» **Work required**:
Gather every line from the records below that contains the word "dome", and copy each of those lines in full.

» **Record excerpts**:
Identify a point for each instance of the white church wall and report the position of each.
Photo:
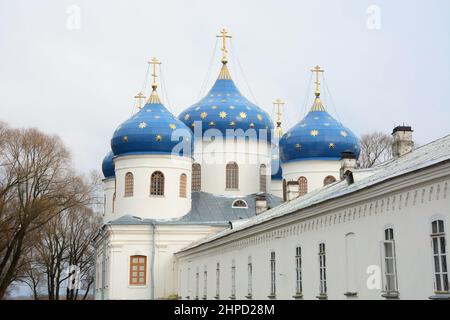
(142, 204)
(249, 155)
(315, 171)
(406, 206)
(125, 241)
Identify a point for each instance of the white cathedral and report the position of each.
(218, 203)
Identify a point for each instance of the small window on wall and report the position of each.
(138, 270)
(157, 184)
(129, 184)
(262, 178)
(302, 186)
(329, 180)
(232, 175)
(183, 180)
(196, 177)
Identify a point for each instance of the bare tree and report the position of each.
(37, 183)
(375, 149)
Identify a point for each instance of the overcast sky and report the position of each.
(386, 62)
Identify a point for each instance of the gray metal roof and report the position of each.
(208, 209)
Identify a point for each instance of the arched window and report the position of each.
(183, 179)
(129, 184)
(329, 180)
(157, 184)
(302, 186)
(262, 178)
(438, 240)
(138, 270)
(196, 177)
(232, 176)
(239, 204)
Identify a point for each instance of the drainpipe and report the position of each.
(152, 263)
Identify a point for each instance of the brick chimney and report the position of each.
(402, 141)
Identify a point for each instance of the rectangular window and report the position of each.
(273, 288)
(205, 283)
(298, 270)
(138, 270)
(390, 268)
(249, 277)
(233, 279)
(322, 269)
(217, 280)
(197, 283)
(438, 243)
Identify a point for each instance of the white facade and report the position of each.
(315, 171)
(118, 243)
(352, 229)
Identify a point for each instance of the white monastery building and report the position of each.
(218, 203)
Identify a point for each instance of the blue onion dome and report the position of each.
(108, 166)
(152, 130)
(318, 136)
(224, 107)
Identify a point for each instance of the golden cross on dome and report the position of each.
(278, 113)
(139, 97)
(224, 35)
(317, 70)
(154, 62)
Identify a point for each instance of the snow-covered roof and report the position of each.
(208, 209)
(422, 157)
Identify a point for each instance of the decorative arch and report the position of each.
(157, 184)
(196, 183)
(232, 175)
(129, 184)
(183, 181)
(302, 186)
(329, 180)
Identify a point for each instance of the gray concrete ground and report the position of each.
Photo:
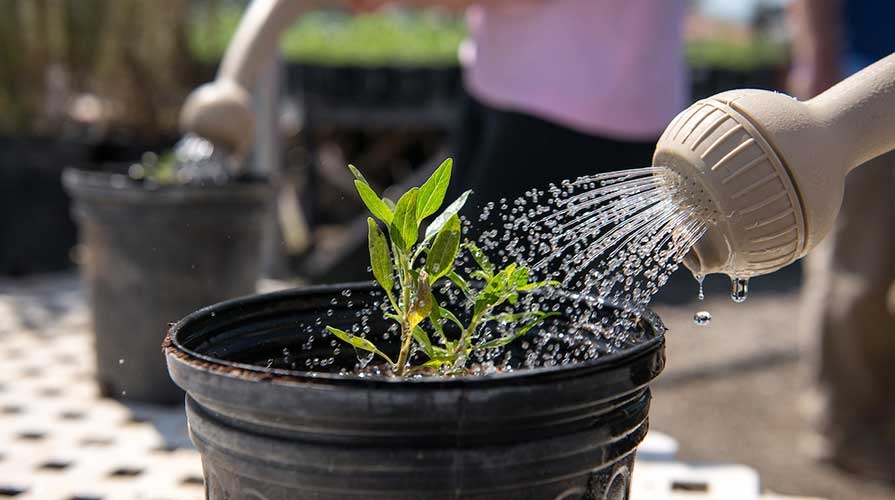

» **Solution for this exercise**:
Identify a point for each instance of the blue onion dome and report the position of each.
Identify a point for each instance of the golden cross on dome and report the position of each.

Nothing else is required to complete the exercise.